## Start Input

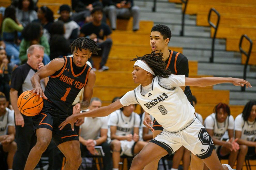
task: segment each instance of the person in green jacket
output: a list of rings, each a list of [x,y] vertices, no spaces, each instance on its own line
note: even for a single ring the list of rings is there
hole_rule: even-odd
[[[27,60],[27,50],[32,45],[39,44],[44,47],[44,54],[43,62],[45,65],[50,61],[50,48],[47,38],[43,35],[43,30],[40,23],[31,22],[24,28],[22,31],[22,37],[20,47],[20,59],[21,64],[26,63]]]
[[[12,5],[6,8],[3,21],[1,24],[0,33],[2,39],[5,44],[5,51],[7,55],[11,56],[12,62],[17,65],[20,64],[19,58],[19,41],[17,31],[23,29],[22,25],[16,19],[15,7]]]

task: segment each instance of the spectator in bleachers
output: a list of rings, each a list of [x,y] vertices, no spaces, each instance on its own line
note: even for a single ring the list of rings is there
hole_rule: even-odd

## End Input

■ Exercise aim ■
Reproduce all entries exactly. Pictures do not belong in the copy.

■ Exercise result ■
task: segment each instance of the person in green jacket
output: a list of rings, each a list of [x,y] vertices, no spaces, each instance on its own line
note: even for a single ring the list of rings is there
hole_rule: even-odd
[[[27,60],[27,50],[32,45],[39,44],[44,47],[44,54],[43,62],[45,65],[50,61],[50,48],[47,38],[43,35],[43,30],[40,23],[31,22],[24,28],[22,31],[22,37],[20,47],[20,59],[21,64],[26,63]]]
[[[12,5],[6,8],[3,21],[1,24],[0,33],[2,39],[5,44],[5,51],[7,55],[11,56],[12,62],[17,65],[20,64],[19,58],[19,41],[17,31],[23,29],[22,25],[16,19],[15,7]]]

task: segment each instance of the spectator in bleachers
output: a list of rings, each a list of [x,y] vertices, no spaces, each instance on its own line
note: even for a single ring the list of rings is there
hole_rule: even-odd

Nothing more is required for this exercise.